___ Supplied text ___

I know I am not alone when I say that I feel something powerful when I look at the sky. I am never disappointed at the ability of the sky's expansiveness and the movement of clouds across it to provoke wonder and awe. And it's not just the movement of the clouds, its the way that the colors and shapes of the clouds at dawn or twilight are really quite magical. I focus on these times of day because often that's when I'm coming to or from home down a long stretch of highway in the Deep South. My commute consists of travel up and down a ribbon of asphalt punctuated every now and then by a chicken or hog-toting eighteen wheeler, in the midst of gently rolling hills, and underneath a sky that makes me feel large and quite small at the same time. I would not feel this magic in the same way if I was not situated with my feet or the wheels of my car on the ground--anyone who's been in the window seat of a 747 can attest to that. Different kind of magic all together. There is something about looking up from a "situated" place at the sky

…Pilots talk about the danger of losing one's bearings when flying a plane because of the way in which you can lose a sense of what is up and what is down. It is this fear that popular culture plays on when they show a space traveler who, as the victim of foul play, has been set adrift forever in space. This same fear is used in movies set in the ocean. Think about Titanic, Poseiden, The Hunt for Red October, or The Abyss. Conversely, think about how different it feels, the sense of wonder and awe and peace one feels when we have the opportunity to take a long walk along the beach. Even the innocent child's game of "keep away" with the incoming waves of the tide seems to be implicitly tied to our constant search for both a figure and a ground, a metaphor for the interdependent way that our "rock" (earth) and the "unknown" (sea/sky) helps us feel as if we are a part of something "real."

Feeling connected, feeling that we are a part of something real requires, absolultely requires a connection--be it to an idea, a place, a person, a discourse….and it absolutely requires a PRACTICE that is based in those connections…Feeling that we are a part of something real requires an acknowledged practice of the interdependence between space and place…Of course, this is nothing new to anyone who is reading this that has spent much more time than I puzzling through these things, and in much deeper ways, but given that I'm pretty much the only one that consistently reads my blog, if you happen upon this post, please forgive my broad brushstrokes and feel free to help me think more deeply. So maybe I'm not even too the brushstrokes stage yet. I guess I'm mostly fingerpainting now...but you never know...someday soon I might be doing water colors like Bob Ross used to...

In any case. The other night I was driving home and I looked up, as I often do, at the moon. On this evening it was a half moon, a pale glowing yellow…like a photograph of a luminous bowl provisionally taped to a midnight sky. As its position changed, its color deepened…I started trying to capture what it was that I was seeing. I imagined that the moon was this large rock, slippery with sea moss, half submerged in some vast body of water. I felt reassured by its presence…and even as I watched, wisps of nighttime clouds coalesced above this half-circle moon, like waves of some water that had been captured by Ross's brush. Skip forward to today.

___ Provided information ___

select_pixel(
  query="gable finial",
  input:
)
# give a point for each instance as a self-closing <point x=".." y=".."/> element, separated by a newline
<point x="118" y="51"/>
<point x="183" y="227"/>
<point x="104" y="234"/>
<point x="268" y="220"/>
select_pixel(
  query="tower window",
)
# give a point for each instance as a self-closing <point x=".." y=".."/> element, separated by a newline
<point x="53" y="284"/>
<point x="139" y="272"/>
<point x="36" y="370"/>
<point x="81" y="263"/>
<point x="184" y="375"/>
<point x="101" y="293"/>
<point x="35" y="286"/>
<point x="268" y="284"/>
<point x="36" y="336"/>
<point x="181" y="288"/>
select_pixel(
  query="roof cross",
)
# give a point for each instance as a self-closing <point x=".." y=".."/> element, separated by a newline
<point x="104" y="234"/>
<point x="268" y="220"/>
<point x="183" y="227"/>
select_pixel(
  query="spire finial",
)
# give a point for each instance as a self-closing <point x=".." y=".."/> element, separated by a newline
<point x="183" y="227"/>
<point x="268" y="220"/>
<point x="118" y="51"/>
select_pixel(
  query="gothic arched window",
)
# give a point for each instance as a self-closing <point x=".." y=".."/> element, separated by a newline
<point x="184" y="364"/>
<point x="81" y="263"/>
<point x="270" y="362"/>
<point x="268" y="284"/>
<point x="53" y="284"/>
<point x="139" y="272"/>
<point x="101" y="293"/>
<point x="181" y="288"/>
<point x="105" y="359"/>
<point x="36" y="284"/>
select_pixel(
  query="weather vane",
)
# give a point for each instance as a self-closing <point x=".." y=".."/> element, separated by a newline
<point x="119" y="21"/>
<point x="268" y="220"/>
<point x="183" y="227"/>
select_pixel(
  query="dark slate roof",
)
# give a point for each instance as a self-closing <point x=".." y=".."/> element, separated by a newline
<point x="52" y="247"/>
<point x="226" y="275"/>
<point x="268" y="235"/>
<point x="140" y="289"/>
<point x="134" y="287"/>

___

Description of the task – From the blog post about the sky, pull out word for word the part that opens with the words containing "In any case." and closes with "forward to today.".

Output for this task –
In any case. The other night I was driving home and I looked up, as I often do, at the moon. On this evening it was a half moon, a pale glowing yellow…like a photograph of a luminous bowl provisionally taped to a midnight sky. As its position changed, its color deepened…I started trying to capture what it was that I was seeing. I imagined that the moon was this large rock, slippery with sea moss, half submerged in some vast body of water. I felt reassured by its presence…and even as I watched, wisps of nighttime clouds coalesced above this half-circle moon, like waves of some water that had been captured by Ross's brush. Skip forward to today.